[Stored data entries]
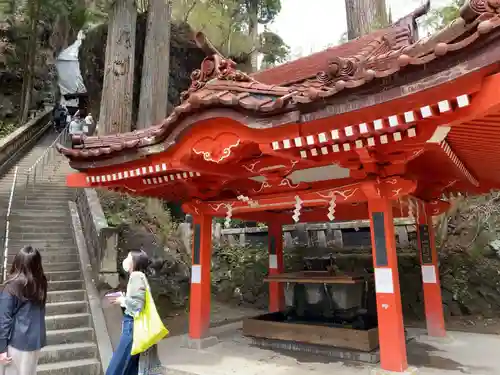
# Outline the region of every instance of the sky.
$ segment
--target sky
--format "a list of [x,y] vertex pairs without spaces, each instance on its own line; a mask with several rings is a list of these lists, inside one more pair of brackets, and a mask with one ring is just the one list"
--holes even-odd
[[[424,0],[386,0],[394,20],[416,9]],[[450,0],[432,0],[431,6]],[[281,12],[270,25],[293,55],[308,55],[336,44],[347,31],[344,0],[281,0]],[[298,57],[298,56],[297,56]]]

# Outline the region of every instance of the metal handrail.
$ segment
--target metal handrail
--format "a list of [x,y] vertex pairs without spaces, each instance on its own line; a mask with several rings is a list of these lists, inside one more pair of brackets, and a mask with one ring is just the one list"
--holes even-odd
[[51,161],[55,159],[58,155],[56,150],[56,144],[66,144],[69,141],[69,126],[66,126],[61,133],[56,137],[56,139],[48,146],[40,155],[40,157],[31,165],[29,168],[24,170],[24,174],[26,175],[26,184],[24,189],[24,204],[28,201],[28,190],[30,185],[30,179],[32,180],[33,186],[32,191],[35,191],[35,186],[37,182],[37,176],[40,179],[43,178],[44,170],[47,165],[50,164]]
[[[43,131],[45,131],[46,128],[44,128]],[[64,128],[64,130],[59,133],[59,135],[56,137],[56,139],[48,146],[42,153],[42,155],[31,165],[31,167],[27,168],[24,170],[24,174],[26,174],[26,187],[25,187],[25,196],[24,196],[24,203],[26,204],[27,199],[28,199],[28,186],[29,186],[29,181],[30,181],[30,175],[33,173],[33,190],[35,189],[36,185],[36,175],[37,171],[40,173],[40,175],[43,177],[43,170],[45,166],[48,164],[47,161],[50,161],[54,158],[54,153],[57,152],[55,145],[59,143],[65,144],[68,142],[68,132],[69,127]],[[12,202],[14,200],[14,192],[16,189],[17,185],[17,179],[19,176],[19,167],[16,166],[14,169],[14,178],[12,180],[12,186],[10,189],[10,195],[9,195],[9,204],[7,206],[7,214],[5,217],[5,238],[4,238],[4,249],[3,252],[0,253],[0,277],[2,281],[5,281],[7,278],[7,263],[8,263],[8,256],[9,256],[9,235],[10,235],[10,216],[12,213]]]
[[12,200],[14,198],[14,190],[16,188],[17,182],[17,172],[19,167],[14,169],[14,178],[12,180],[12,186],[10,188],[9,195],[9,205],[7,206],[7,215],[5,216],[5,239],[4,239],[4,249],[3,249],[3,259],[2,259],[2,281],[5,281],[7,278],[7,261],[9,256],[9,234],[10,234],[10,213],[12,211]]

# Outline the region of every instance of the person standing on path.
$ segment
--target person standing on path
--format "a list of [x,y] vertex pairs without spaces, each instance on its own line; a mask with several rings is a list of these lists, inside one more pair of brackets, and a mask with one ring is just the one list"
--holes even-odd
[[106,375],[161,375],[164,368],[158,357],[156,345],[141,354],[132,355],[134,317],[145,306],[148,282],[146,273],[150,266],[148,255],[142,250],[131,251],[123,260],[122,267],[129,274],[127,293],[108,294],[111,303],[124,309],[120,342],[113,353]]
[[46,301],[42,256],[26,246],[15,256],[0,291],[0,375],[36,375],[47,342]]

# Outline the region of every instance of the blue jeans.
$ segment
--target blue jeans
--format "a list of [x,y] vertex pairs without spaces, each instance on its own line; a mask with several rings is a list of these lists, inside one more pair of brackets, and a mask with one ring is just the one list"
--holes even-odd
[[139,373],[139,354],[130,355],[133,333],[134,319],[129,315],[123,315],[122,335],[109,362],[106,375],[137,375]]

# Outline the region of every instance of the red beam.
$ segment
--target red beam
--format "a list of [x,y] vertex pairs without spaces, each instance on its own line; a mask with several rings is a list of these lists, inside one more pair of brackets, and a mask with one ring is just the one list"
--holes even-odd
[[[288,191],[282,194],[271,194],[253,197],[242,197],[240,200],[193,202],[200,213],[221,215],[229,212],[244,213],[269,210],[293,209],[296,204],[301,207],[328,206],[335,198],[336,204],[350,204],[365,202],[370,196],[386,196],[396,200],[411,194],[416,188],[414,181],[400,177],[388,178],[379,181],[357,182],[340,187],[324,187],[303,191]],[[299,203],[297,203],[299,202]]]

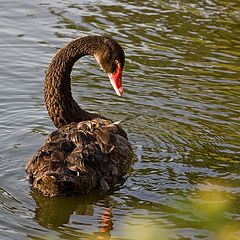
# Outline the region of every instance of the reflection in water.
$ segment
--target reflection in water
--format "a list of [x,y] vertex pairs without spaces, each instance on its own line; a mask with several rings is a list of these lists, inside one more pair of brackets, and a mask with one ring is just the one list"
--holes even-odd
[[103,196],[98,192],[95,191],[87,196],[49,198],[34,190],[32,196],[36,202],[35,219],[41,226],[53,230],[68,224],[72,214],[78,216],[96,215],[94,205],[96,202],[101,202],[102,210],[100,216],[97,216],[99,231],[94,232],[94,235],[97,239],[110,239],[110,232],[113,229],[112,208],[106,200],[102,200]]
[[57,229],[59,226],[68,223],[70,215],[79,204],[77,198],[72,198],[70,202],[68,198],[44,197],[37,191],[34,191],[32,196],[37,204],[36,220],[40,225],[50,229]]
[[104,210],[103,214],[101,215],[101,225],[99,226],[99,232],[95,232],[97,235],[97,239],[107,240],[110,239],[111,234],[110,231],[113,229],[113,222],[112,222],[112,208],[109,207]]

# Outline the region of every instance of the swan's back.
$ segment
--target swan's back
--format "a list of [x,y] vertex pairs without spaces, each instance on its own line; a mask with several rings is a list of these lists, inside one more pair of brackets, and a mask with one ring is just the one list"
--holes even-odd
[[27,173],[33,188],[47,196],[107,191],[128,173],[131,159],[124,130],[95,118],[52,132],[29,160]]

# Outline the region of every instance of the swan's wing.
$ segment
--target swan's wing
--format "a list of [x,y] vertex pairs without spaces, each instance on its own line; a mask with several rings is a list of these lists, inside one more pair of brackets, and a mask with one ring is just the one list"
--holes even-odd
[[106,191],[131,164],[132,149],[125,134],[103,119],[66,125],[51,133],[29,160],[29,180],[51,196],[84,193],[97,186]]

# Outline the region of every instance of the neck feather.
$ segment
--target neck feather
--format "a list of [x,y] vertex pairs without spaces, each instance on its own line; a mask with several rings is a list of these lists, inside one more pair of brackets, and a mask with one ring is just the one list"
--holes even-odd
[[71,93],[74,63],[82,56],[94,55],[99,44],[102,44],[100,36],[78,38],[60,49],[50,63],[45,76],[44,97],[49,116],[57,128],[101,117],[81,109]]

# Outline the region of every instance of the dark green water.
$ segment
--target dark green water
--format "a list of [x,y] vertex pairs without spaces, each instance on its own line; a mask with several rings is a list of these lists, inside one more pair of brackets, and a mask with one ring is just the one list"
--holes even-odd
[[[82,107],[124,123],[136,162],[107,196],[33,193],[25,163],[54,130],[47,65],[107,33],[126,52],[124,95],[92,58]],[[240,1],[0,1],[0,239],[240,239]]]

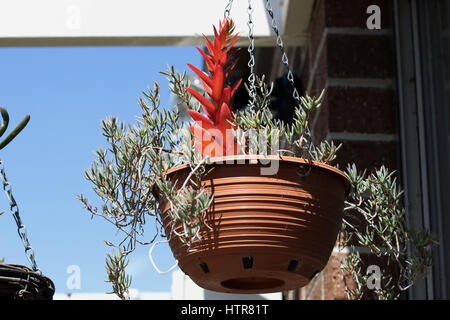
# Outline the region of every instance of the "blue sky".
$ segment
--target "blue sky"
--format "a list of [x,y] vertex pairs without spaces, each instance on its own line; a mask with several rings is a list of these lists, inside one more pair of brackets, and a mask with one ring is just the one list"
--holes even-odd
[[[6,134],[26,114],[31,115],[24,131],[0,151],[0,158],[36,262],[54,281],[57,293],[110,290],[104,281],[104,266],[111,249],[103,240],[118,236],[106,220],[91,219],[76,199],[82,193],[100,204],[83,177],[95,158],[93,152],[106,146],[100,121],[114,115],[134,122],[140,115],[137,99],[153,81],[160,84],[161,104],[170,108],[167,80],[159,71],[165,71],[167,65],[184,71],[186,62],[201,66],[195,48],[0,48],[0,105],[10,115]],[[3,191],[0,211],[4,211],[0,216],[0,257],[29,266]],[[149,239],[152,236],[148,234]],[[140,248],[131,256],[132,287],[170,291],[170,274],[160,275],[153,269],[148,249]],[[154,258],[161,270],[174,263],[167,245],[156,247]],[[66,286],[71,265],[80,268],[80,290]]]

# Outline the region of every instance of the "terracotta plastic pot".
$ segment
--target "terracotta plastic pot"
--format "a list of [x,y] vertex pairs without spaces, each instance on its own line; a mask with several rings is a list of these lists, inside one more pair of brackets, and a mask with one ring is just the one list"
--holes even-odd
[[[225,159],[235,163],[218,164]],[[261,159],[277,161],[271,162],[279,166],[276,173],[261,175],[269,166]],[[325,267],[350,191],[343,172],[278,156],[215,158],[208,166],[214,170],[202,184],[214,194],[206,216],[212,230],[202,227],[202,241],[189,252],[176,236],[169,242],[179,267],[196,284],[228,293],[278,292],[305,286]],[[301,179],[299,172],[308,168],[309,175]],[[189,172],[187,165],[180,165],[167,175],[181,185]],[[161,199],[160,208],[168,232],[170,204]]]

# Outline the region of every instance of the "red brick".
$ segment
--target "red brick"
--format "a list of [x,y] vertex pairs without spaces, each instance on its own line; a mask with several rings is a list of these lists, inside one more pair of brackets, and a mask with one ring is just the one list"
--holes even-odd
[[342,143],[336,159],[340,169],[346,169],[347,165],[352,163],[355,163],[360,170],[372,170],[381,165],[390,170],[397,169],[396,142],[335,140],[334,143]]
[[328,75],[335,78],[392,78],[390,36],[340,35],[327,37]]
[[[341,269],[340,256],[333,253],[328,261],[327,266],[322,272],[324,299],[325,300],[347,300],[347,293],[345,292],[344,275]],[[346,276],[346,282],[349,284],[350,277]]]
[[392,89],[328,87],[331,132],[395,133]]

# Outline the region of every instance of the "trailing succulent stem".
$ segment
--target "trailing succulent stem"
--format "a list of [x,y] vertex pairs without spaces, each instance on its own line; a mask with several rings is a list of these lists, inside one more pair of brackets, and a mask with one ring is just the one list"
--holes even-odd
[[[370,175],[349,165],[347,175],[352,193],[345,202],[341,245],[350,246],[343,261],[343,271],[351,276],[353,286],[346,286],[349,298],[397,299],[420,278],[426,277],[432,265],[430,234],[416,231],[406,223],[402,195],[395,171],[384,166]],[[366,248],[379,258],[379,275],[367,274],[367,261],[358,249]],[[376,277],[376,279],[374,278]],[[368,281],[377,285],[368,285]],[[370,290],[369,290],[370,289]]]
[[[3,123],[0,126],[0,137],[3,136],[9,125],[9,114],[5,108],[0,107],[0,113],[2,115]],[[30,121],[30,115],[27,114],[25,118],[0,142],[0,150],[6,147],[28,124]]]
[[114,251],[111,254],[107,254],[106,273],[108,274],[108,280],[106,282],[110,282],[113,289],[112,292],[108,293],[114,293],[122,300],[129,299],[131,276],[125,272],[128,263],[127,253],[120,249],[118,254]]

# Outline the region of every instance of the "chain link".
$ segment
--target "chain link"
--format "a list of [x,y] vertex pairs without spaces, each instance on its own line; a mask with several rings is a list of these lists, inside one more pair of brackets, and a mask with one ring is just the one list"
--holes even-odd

● Exercise instructions
For this exercise, gather every line of the data that contains the word "brick".

● Problem solution
# Outline the region of every instance of the "red brick".
--target "red brick"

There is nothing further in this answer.